Page text
▬▬▬
Color space values and carotenoid content of the Cucurbita cultigens, across locations, were subjected to analysis of variance by the GLM procedure of SAS (Statistical Analysis System Version 9.2; SAS Institute, Cary, NC). Cultigens, locations, replications, fruit, and replicate measurements within fruit were considered as random effects. Least significant differences among cultigens were determined at a 5% significance level. Cultigen means across locations were calculated for each trait. Components of variance were estimated by using the VARCOMP procedure of SAS. Broadsense heritabilities, based on cultigen means, were calculated for each trait according to Fehr (1987). Spearman's coefficient (rs) of rank correlations (Steel et al., 1997) were calculated to test differences in rank order among the cultigens between the two locations. Pearson correlation coefficients (r) and linear regression (R2) between color space values and carotenoid content were calculated from the means of the cultigens across locations using the CORR and REG procedure of SAS. Scatterplots of the data indicated that all relationships between color space values and carotenoid content were linear.

Results and Discussion

Colorimetric evaluation.

Significant (P ≤ 0.0001) differences were observed among cultigens for flesh color represented by the five color space values: L*, a*, b*, chroma, and hue. This demonstrates that genetic variation for flesh color is present among the cultigens tested. Locations were not significantly (P ≥ 0.60) different for each color space value, but there was a significant (P < 0.0001) cultigen-by-location interaction. Based on Spearman's rank correlation tests, no significant (rs ≥ 0.89) change in rank order of the cultigens between locations was noted. This indicates that the flesh color of each cultigen was consistent despite different environments. Replicate measurements within fruit of each cultigen were not significantly (P ≥ 0.18) different, but significant (P ≤ 0.02) differences were observed for the color space values among fruit within cultigens. Variance component analysis, however, revealed fruit within cultigen estimates to be less than 1.5% of the phenotypic variance for each value. With such a small effect, little would be gained by evaluating more fruit per cultigen. Broadsense heritability (H2) estimates of the five color space values (Table 1) ranged from 0.81 to 0.93 indicating that genetic improvement and effectiveness of selection for color would be moderate to high.

Table 1.

Means and broadsense heritability (H2) estimates of color space values, L*, a*, b*, chroma, and huez measured in fruit flesh of 11 Cucurbita cultigens.

Table 1.
▬▬▬
Data listing
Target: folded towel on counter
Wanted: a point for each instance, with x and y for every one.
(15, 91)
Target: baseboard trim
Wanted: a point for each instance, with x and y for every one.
▬▬▬
Exercise objective
According to the text about Cucurbita flesh color, what range did the broadsense heritability estimates of the five color space values span? The records have no connection to the text about Cucurbita flesh color.

Solved problem
They ranged from 0.81 to 0.93.